* **GIVEN PASSAGE**:
I am an evolutionary biologist with a particular interest in evolutionary genetics and the evolution of development in animals. I developed my passion for this field during my time in Sheffield where I did an integrated master’s degree in Biology (2013-17). After taking evolutionary genetics modules I became increasingly intrigued by how genetic changes confer phenotypic changes. This led me to joining Gareth Fraser’s evolutionary developmental research lab. There I was researching the molecular mechanisms of scale patterning in zebrafish in order to infer their evolutionary relationship with other ectodermal appendages in vertebrates. My time in the lab gave me my first taste of real life research and a deeper understanding of broader evolutionary concepts. I am now applying my lab experience and understanding of evolutionary theory to my project in Dr Andrew Peel’s lab here at Leeds.
My PhD project is concerned with the evolution of segmentation in bilateral animals. Segmented body plans have evolved within three separate phyla (Annelid worms, arthropods, and vertebrates) separated by over 500 million years of evolution. This design principle is a large part of why these groups are some of the most successful and diverse animals on the planet. How body segments are initially patterned along the anterior-posterior axis of the animal, and how these patterning mechanisms have evolved is what is of interest to me.
Vertebrate somites (the embryonic precursors to the vertebrae and other associated structures) are patterned sequentially by a dynamic system termed the segmentation clock. This relies on single cell genetic oscillations whereby the expression of a gene repeatedly turns on and off via its own auto-repression. The period of these oscillations sets the timing of the clock and determines the size and number of segments. The oscillations are synchronised between neighbouring cells and form dynamic waves of gene expression that propagate anteriorly through the tissue from the tail bud as the embryo grows. As the waves reach the anterior end of the embryo, the oscillations slow down and the wave essentially becomes fixed in one position. The phase of the wave then determines the segment boundaries.
This system was originally thought to be unique to vertebrates, until a breakthrough paper (co-authored by my supervisor (Sarrazin, Peel and Averof, 2012)) discovered that arthropods also display dynamic waves of gene expression during segment patterning. It has since been established that a similar “segmentation clock” is ancestral to arthropods which has led to new theories regarding the evolution of segmentation in this phyla. In some higher order insects, including the primary arthropod model Drosophila, a seemingly very different, derived form of segment patterning has been adopted whereby segments are patterned almost simultaneously, rather than sequentially. However, new research from the Peel lab and collaborators is beginning to reconcile these different strategies and theorise how they may have evolved.
I am using the red flour beetle (Tibolium castaneum) as a model to investigate the molecular mechanisms underpinning the arthropod segmentation clock. Using a mixture of experimental techniques such as in situ hybridisations and RNA interference I am hoping to characterise the expression and regulatory interactions between a series of candidate genes. The primary candidate genes at present are members of the Hairy/enhancer of split gene family that are the core oscillators in the vertebrate segmentation clock. Identifying a similar role for these genes in arthropods would provide us with a remarkable case of convergent evolution at the molecular level and highlight the evolutionary significance of this gene family. I am also hoping that my project will contribute to current research into the evolution of simultaneous segmentation in arthropods and expand our understanding of gene regulatory network evolution and broader system dynamics.

[Stored data]
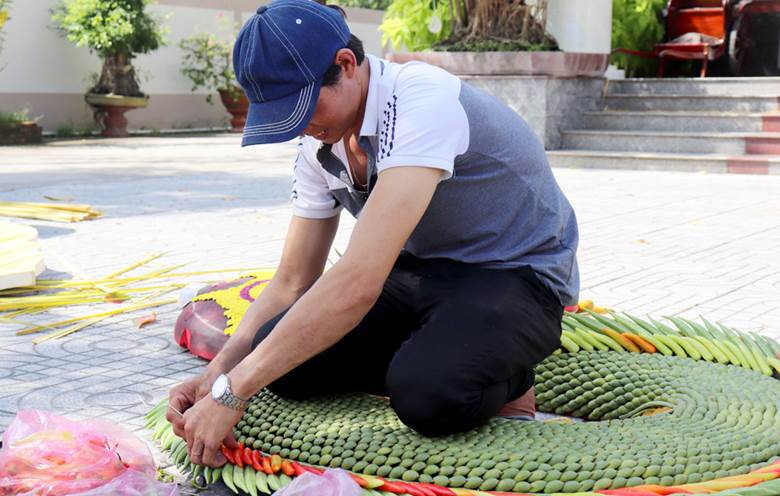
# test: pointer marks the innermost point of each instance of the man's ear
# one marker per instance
(346, 59)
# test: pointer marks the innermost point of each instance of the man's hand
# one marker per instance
(184, 396)
(207, 426)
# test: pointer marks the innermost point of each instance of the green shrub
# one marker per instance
(637, 25)
(110, 27)
(117, 30)
(208, 64)
(406, 23)
(4, 17)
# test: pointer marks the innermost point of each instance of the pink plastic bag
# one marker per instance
(333, 482)
(44, 454)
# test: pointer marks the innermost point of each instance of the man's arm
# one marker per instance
(339, 299)
(305, 251)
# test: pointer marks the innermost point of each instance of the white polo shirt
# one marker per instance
(497, 205)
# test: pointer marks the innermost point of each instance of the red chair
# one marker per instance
(754, 41)
(695, 30)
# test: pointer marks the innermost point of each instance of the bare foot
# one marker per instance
(524, 405)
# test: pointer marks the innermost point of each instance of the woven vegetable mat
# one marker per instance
(670, 408)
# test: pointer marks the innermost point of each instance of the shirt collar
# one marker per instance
(370, 124)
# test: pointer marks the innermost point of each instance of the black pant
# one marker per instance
(450, 343)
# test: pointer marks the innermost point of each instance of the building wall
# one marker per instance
(48, 75)
(581, 25)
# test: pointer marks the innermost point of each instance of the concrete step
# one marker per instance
(693, 103)
(758, 86)
(664, 142)
(729, 122)
(711, 163)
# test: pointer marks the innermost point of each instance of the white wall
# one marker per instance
(48, 75)
(38, 59)
(581, 25)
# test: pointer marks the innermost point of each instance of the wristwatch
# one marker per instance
(222, 394)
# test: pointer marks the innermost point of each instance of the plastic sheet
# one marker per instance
(333, 482)
(44, 454)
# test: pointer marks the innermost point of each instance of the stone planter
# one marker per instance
(238, 108)
(23, 133)
(554, 64)
(109, 112)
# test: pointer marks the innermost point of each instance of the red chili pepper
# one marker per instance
(287, 468)
(257, 463)
(247, 456)
(313, 470)
(267, 465)
(228, 454)
(415, 490)
(276, 463)
(299, 470)
(360, 481)
(392, 487)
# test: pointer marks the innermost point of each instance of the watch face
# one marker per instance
(219, 387)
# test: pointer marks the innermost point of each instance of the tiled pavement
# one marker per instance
(651, 242)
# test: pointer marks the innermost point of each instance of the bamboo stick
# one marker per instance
(87, 323)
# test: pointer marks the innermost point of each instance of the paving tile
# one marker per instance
(651, 242)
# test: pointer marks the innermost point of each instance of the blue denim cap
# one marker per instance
(280, 58)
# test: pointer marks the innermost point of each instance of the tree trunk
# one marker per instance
(117, 77)
(501, 20)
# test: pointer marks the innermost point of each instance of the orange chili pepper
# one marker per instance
(267, 465)
(247, 455)
(228, 454)
(287, 468)
(257, 463)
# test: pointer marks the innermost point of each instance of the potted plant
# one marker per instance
(16, 128)
(117, 30)
(208, 64)
(484, 37)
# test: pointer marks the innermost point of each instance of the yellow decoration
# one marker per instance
(235, 299)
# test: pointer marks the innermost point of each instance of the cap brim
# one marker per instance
(282, 119)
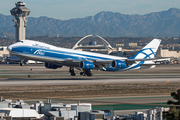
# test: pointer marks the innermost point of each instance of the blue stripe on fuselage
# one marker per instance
(55, 54)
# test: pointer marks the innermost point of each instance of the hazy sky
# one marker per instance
(68, 9)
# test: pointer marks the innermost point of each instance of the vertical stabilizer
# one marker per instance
(149, 51)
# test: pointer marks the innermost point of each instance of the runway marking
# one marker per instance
(105, 82)
(38, 84)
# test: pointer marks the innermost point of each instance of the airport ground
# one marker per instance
(131, 88)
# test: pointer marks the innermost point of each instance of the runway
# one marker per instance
(14, 75)
(83, 81)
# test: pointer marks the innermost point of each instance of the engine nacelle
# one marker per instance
(52, 66)
(119, 64)
(86, 65)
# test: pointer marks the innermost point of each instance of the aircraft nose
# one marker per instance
(9, 48)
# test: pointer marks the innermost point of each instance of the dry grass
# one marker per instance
(77, 91)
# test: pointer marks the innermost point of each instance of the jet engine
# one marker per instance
(118, 64)
(52, 66)
(86, 65)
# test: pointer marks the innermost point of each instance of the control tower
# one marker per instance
(20, 12)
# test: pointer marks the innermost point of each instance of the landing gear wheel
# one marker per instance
(87, 72)
(71, 70)
(73, 74)
(81, 73)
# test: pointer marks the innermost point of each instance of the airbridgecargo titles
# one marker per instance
(56, 57)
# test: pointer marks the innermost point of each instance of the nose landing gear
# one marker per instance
(86, 72)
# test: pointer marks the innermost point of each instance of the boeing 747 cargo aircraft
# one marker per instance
(56, 57)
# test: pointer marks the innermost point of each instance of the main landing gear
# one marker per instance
(71, 70)
(84, 73)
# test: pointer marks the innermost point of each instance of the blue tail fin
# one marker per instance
(149, 51)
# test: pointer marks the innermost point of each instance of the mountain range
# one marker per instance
(156, 24)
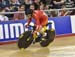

* **THE PROBLEM**: Can you sum up the passage on the evolution of segmentation in two sentences?

* **RESPONSE TO THIS TASK**: The writer is an evolutionary biologist who studied Biology at Sheffield and worked in Gareth Fraser's lab, and is now doing a PhD in Dr Andrew Peel's lab at Leeds on how body segmentation evolved in bilateral animals. Building on the discovery that arthropods, like vertebrates, pattern segments with a dynamic "segmentation clock," the project uses the red flour beetle, in situ hybridizations and RNA interference to test whether Hairy/enhancer of split genes, the core oscillators of the vertebrate clock, play a similar role in arthropods.